* Exercise set
A: Transcribe part of the passage on state partitioning: start at the words "Aggregates in CA" and end after the words "for dynamic replication.".
B: Write the next part of the passage on state partitioning and aggregates, picking up after its last sentence.

* Page excerpt
-- start --

State partitioning or domain decomposition has been used in distributed computer sys- 
tems as well as in programs for distributed memory computers [85, 87, 4, 78, 11, 93] for 
many years. State partitioning involves taking the state for a data structure or abstraction 
and spreading it over a number of machines. Each machine is then responsible for handling 
requests for that data. In such systems, the machine number (or node number) is used as 
a key for mapping the partitions. As the different machines do not share an address space, 
the name of such a partitioned collection data set is usually implicit and sharing must be 
done by convention. For example in single-program multiple data (SPMD) programs, each 
machine might keep a pointer to its part of the shared data structure in a variable of the 
same name. There is usually no language support for managing such sharing or partitioning 
in distributed memory machines. 

Aggregates in CA unify and generalize the various techniques described here. Aggregates 
provide at the language level a means for explicitly controlling replication, partitioning and 
consistency. Aggregates can be used to implement partitioning - over a set of objects, 
not tied in any way to the number of physical machines. Aggregates can also be used 
to implement object replication schemes, though aggregates only support static replication 
due to the expense of interpreting the dynamic translation required for dynamic replication.

-- end --

* Data shown
-- start --

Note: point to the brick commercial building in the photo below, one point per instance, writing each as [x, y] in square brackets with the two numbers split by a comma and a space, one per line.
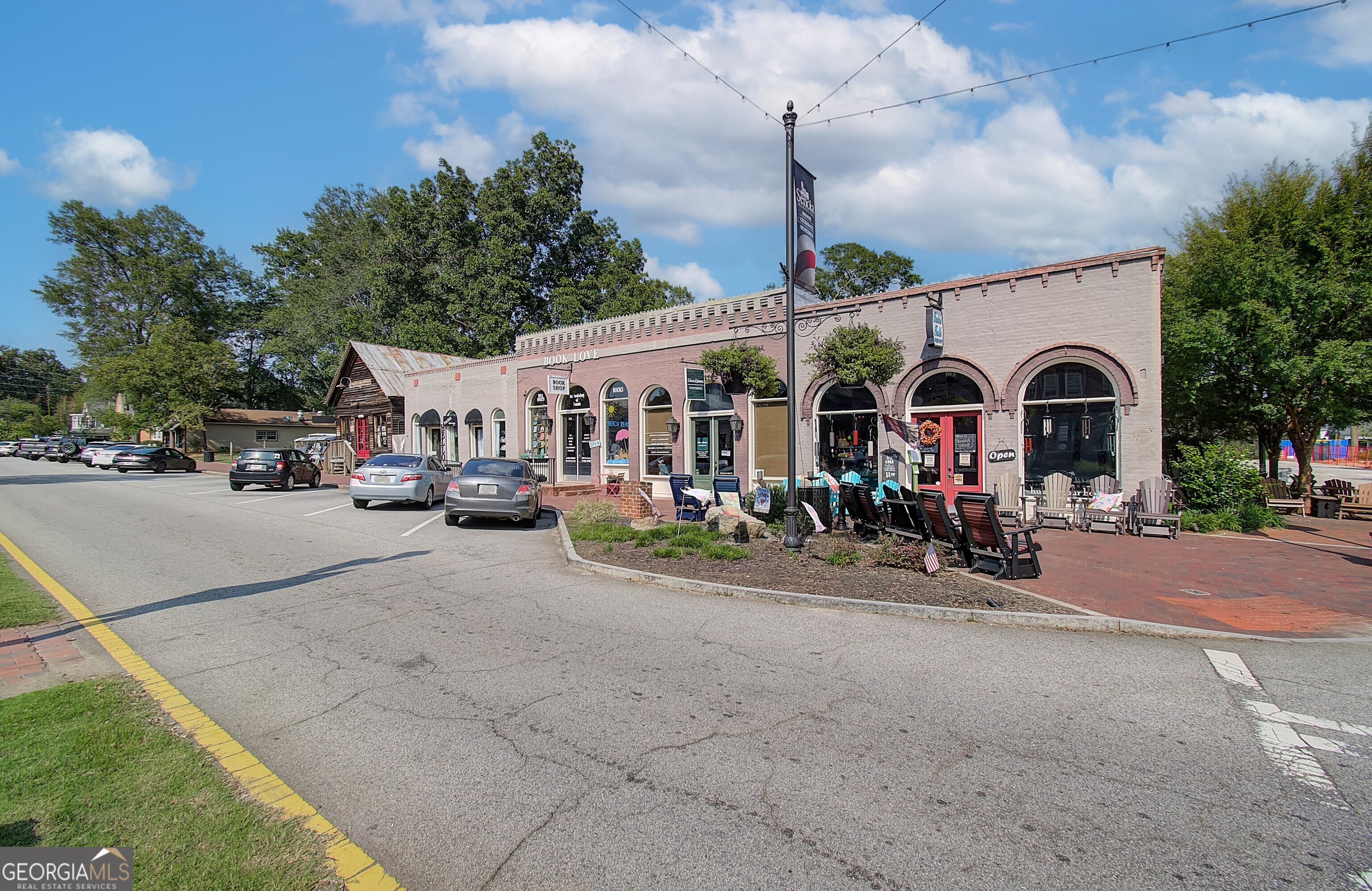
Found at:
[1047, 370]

-- end --

* Answer set
A:
Aggregates in CA unify and generalize the various techniques described here. Aggregates 
provide at the language level a means for explicitly controlling replication, partitioning and 
consistency. Aggregates can be used to implement partitioning - over a set of objects, 
not tied in any way to the number of physical machines. Aggregates can also be used 
to implement object replication schemes, though aggregates only support static replication 
due to the expense of interpreting the dynamic translation required for dynamic replication.

B:
To update an aggregate being used for static replication, all parts of the aggregate must 
be locked, and then the update must be propagated to all copies. Only then can the 
copies be unlocked. For non-mutating operations, no coordination is required amongst 
the aggregate representatives. Aggregates can also be used to implement multi-version 
memories. Of course multi- version memories are simply a less coherent version of replicated 
shared memory, so they are even easier to implement. We direct all mutation operations to 
a single representative, H, of the aggregate. Non-mutating operations can be performed on 
any representative. The representative M serializes the updates and propagates them to the 
representatives. 

We chose to allow representatives to be mutable (and aggregates thereby inconsistent 
under programmer control) because it is quite often useful to have inconsistent state amongst 
the representatives. It can be used to support partitioned state, loose consistency, or other 
forms of cooperation. These can all reduce the cost of replication from that required for 
"consistent" storage. 

One can view aggregates as an alternative to system-wide coherent shared-memory. 
Aggregates give more flexibility to the programmer. By allowing the programmer to manage 
the consistency, his program can be more efficient because he need only keep things as 
consistent as necessary, not consistent all the time. A programmer can implement the full 
spectrum from partitioned state (no consistency required) to static replication with full 
consistency.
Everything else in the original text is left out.